━━━ Passage

And that's now taking the form of agents, right?
So that seems to be the dominant way that they're thinking about that that'll
materialize.
And because of the investments others have made in cloud or SaaS-based systems and what have you,
it makes it a lot easier to adopt these things, right?
And so I think that'll be very compelling to IT departments.
I know a lot of the clients we're talking to.
That's like this is this part of AI is not complex for them to think about and understand.
They get it.
They get why it's going to matter.
I don't think that everybody's fully understood.
Like I don't think there's as much sense.
Like I don't think people, because they haven't really had experience them yet, this idea that they're going to be teammates and how they're going to get invoked and they're going to work.
and that's going to require training about like how you work with them and work effectively with them.
There's a whole management layer that I think is interesting.
I don't think that's actually going to happen in IT.
It's going to happen somewhere else in the organization.
But anyway, I think it'll be easier.
The enterprise side will be easier.
Those are the people that are those are the capabilities of materialize in the platforms.
And then there's the you talked about like the enterprise wides or the vertical agents that are going to materialize that work on the platforms, right?
like that work across the platforms.
I think those will be later.
Like I don't think those will be coming in scale
and especially where autonomy comes in.
You know, so we're really focused this year on,
on the enterprise agents as part of it,
but also you need to be making your experiments in orchestration
and the outside the system agents as well
because those will be really useful too.
And there's a lot of third parties that are offering these.

━━━━━━
━━━ Records

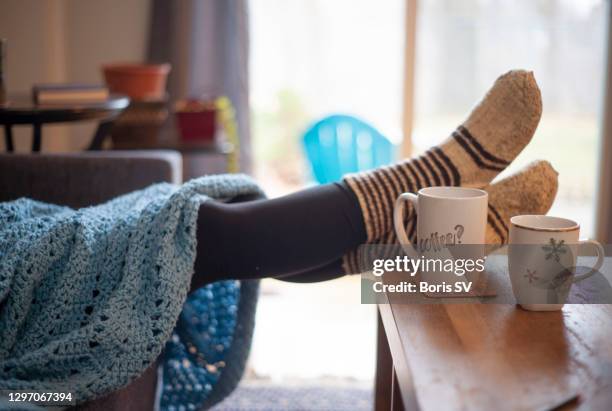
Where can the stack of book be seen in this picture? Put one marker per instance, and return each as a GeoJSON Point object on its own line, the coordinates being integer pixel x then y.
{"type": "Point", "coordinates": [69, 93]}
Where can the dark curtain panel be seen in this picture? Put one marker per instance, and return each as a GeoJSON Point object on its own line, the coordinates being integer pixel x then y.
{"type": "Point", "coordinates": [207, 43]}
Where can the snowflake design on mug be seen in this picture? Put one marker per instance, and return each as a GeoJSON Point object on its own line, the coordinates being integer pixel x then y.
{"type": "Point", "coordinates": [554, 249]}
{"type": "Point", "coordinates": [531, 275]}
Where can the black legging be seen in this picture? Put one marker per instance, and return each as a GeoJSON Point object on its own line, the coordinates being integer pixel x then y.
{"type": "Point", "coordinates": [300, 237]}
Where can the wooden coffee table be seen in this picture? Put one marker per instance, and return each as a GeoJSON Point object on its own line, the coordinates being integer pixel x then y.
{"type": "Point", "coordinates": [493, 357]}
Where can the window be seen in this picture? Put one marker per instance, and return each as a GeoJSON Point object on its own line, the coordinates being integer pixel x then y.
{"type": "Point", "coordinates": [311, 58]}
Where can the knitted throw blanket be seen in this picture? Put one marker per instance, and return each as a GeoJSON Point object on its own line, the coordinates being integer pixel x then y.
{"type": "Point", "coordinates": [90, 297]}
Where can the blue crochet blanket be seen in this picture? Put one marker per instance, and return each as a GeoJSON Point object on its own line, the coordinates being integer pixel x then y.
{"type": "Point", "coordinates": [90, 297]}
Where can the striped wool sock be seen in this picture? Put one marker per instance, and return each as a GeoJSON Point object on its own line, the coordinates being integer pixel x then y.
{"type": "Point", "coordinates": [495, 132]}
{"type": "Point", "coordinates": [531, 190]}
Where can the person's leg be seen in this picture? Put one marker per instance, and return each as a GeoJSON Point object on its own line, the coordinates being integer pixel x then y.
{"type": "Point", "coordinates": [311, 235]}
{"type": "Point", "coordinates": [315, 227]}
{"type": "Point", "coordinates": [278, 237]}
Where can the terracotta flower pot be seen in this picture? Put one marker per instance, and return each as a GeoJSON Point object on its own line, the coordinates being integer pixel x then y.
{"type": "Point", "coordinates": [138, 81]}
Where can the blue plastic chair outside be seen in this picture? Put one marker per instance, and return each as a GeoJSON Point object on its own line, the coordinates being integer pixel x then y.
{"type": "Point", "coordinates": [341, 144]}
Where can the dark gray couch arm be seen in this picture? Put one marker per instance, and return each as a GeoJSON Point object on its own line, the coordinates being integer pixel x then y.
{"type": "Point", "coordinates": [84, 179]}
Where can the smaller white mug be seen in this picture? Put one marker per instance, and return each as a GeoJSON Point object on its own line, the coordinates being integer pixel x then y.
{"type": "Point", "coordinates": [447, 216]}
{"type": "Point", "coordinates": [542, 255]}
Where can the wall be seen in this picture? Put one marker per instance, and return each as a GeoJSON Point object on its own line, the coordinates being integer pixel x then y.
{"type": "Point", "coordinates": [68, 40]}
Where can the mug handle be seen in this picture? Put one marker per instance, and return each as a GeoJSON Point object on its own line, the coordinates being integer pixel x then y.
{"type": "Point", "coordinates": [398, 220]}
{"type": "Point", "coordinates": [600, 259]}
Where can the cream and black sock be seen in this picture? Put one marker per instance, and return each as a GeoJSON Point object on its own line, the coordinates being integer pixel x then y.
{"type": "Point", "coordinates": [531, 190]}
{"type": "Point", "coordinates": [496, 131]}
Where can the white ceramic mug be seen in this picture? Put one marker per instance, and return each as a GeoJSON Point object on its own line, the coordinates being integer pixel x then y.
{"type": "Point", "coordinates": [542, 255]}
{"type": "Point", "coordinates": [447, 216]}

━━━━━━
━━━ Records

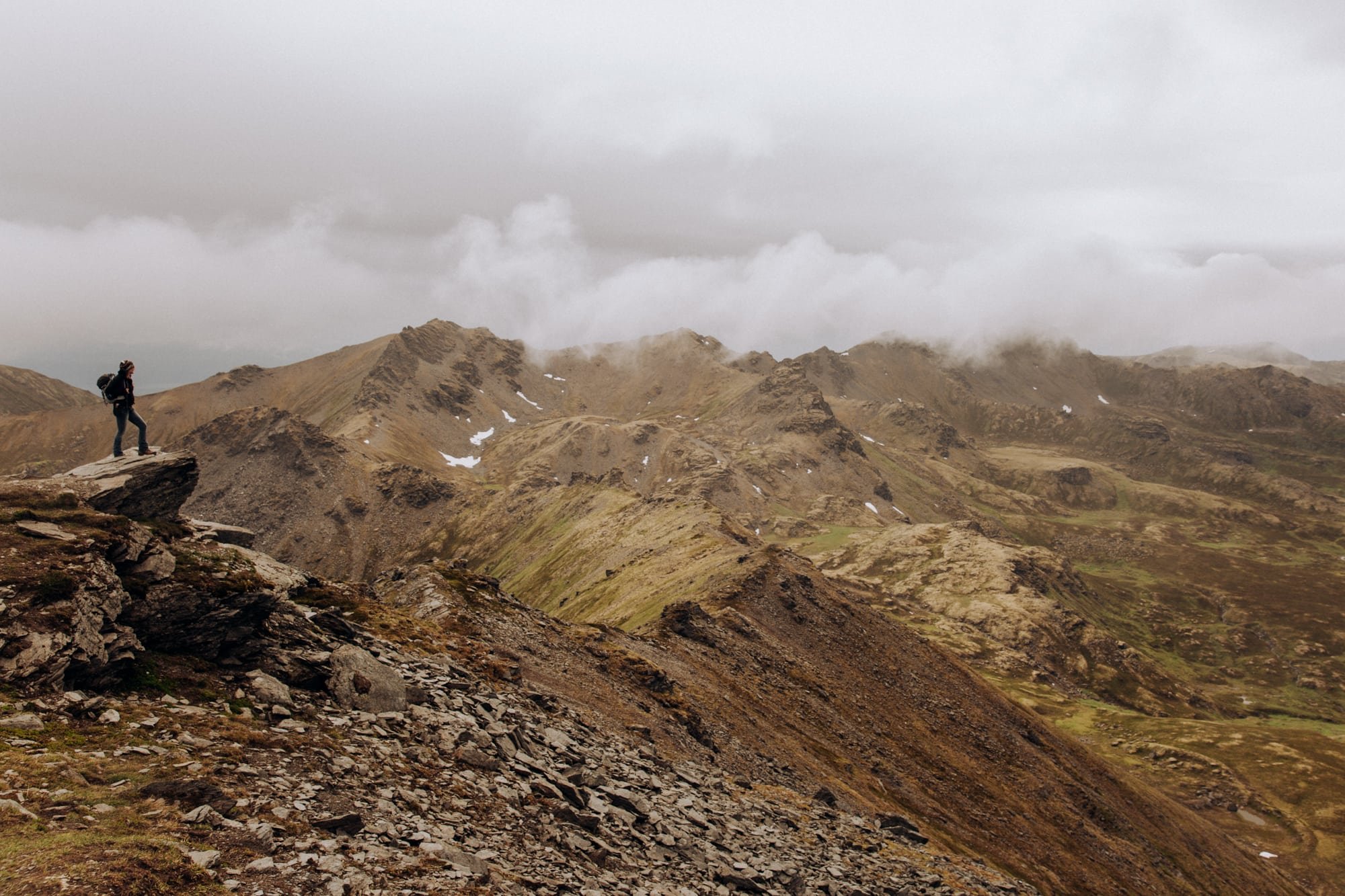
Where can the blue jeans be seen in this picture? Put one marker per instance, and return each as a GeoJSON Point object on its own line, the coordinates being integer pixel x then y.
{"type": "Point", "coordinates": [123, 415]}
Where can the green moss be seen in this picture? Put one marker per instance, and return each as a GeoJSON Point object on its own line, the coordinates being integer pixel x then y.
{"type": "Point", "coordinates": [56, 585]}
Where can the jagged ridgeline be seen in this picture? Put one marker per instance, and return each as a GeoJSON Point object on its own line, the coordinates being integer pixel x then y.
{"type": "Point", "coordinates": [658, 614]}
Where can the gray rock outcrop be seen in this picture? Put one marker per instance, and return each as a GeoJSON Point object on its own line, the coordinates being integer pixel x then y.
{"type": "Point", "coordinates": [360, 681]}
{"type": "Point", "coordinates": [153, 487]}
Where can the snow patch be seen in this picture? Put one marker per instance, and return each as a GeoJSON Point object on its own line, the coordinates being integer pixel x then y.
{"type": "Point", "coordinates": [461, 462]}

━━━━━━

- _Prompt_
Can you print, word for word, the part of the passage on AI agents that opens with the words containing "I know a lot" and closes with "will be easier."?

- _Task response_
I know a lot of the clients we're talking to.
That's like this is this part of AI is not complex for them to think about and understand.
They get it.
They get why it's going to matter.
I don't think that everybody's fully understood.
Like I don't think there's as much sense.
Like I don't think people, because they haven't really had experience them yet, this idea that they're going to be teammates and how they're going to get invoked and they're going to work.
and that's going to require training about like how you work with them and work effectively with them.
There's a whole management layer that I think is interesting.
I don't think that's actually going to happen in IT.
It's going to happen somewhere else in the organization.
But anyway, I think it'll be easier.
The enterprise side will be easier.